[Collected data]
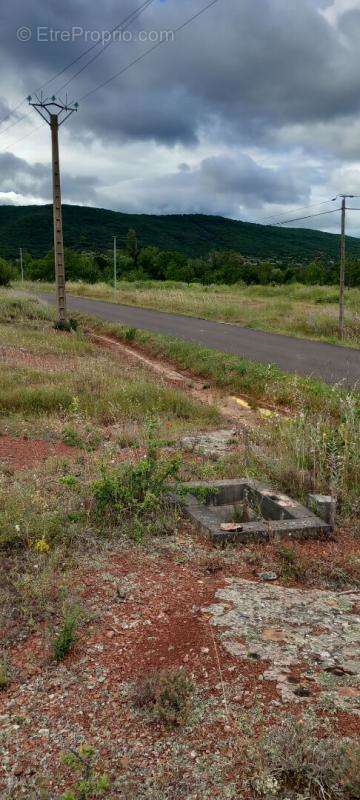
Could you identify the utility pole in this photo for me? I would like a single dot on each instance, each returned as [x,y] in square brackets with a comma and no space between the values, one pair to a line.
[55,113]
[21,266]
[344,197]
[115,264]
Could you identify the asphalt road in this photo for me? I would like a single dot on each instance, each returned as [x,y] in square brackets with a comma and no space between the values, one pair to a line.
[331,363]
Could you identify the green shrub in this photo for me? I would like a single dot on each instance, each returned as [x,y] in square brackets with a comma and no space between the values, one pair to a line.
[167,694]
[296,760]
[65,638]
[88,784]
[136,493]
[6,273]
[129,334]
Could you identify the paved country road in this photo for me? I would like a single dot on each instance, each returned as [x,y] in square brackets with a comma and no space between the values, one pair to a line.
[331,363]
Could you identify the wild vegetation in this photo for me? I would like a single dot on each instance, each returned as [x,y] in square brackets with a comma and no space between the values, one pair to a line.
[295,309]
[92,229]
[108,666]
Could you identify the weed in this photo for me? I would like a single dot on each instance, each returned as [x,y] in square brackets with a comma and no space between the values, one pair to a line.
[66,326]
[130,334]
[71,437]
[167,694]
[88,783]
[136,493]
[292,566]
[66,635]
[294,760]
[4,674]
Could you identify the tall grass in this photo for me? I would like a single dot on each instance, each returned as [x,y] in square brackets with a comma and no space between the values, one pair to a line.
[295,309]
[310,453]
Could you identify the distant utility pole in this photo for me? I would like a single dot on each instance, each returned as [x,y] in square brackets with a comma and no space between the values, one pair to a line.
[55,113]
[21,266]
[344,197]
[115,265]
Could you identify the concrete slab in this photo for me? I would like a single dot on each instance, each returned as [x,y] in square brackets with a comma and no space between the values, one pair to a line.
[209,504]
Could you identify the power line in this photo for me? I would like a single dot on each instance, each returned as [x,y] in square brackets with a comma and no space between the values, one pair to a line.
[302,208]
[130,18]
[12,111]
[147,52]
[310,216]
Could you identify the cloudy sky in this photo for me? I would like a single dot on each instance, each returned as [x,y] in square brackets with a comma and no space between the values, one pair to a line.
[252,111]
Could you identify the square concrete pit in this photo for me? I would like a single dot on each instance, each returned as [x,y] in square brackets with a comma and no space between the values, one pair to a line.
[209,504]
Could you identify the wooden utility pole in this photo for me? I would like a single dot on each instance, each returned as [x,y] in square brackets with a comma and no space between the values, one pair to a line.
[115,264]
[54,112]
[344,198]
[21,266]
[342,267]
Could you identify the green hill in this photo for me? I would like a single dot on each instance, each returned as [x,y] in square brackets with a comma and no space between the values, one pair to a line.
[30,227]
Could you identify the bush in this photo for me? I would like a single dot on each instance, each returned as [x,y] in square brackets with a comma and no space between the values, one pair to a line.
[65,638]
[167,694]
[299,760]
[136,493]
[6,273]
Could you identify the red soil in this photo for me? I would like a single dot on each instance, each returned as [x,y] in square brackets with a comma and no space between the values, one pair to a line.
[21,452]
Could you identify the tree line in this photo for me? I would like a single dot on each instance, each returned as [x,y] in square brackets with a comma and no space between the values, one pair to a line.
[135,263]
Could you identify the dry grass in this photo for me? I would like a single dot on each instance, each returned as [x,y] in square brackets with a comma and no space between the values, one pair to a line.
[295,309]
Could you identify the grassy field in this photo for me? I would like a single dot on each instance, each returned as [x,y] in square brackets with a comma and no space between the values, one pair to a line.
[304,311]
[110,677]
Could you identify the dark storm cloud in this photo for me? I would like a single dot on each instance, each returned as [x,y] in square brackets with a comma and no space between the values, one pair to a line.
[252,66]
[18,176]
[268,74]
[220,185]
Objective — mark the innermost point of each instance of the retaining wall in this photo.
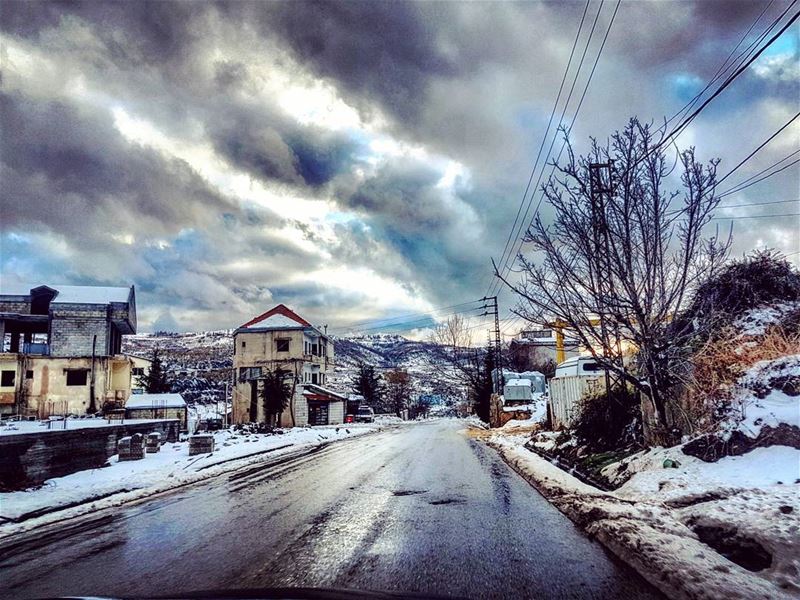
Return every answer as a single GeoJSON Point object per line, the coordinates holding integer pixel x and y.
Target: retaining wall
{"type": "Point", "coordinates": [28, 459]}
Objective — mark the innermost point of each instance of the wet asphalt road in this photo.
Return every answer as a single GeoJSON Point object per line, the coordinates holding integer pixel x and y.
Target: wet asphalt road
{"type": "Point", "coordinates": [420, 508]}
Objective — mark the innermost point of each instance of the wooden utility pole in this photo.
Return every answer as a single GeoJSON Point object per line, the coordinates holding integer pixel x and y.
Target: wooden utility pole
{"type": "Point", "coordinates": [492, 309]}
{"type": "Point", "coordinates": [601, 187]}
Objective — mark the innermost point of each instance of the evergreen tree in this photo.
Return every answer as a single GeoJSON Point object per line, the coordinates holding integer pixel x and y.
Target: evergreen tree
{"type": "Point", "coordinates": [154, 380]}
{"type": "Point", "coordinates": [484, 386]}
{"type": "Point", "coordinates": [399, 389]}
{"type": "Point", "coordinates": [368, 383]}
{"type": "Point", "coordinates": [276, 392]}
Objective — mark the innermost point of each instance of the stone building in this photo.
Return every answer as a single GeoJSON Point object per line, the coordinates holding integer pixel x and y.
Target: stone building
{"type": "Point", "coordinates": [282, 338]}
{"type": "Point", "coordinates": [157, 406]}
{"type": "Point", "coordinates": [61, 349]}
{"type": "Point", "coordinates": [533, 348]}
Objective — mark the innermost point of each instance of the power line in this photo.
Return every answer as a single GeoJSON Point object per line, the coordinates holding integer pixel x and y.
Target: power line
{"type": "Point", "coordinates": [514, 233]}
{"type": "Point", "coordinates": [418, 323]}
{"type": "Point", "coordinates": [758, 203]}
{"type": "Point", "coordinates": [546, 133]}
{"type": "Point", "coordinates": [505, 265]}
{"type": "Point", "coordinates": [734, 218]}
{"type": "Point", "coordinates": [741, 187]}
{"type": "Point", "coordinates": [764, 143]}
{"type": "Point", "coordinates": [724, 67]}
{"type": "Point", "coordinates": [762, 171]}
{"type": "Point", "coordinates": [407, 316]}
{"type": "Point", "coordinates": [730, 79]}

■ **Problem details**
Lines from the entries that contain the string "Objective" are what must be copied.

■ **Written answer**
Objective — mark the innermost point of each instance of the retaining wall in this photo.
Objective — mark the innermost point of each instance of the wet asphalt road in this photo.
Objective — mark the innermost point of each instance of the wooden utility pole in this photo.
Objective — mark the innermost point of each instance of the evergreen tree in this photo.
Objective — mark the innermost point of each instance of the stone building in this photo.
Objective — mark the innermost point of each instance of the power line in this photo.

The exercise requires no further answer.